The lines to extract run from the first line of the entries through the line that contains "[[63, 180], [84, 169], [67, 96], [44, 108], [34, 174]]"; reproduce exactly those lines and no others.

Records excerpted from a collection
----------
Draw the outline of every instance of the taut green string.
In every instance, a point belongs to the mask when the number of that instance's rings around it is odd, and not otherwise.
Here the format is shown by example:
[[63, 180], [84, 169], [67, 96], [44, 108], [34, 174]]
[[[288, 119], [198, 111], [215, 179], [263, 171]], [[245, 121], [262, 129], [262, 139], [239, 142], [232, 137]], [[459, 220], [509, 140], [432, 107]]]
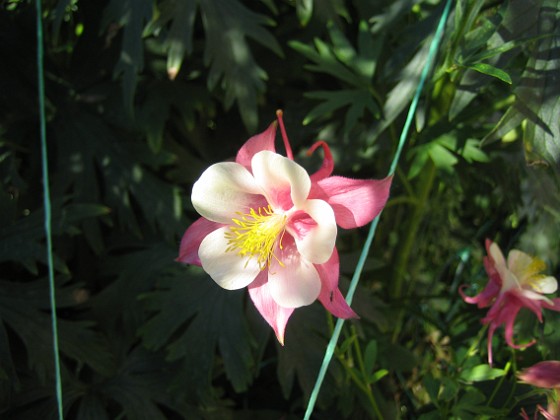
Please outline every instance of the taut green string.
----------
** SOLVED PROBLEM **
Draw the outline of every instance of the taut green string.
In every instance, a point belongs to the mask when the number of that instance's rings around it is odd, and not otherwise.
Here the format is shown by example:
[[63, 180], [84, 169], [67, 96], [44, 108], [34, 174]]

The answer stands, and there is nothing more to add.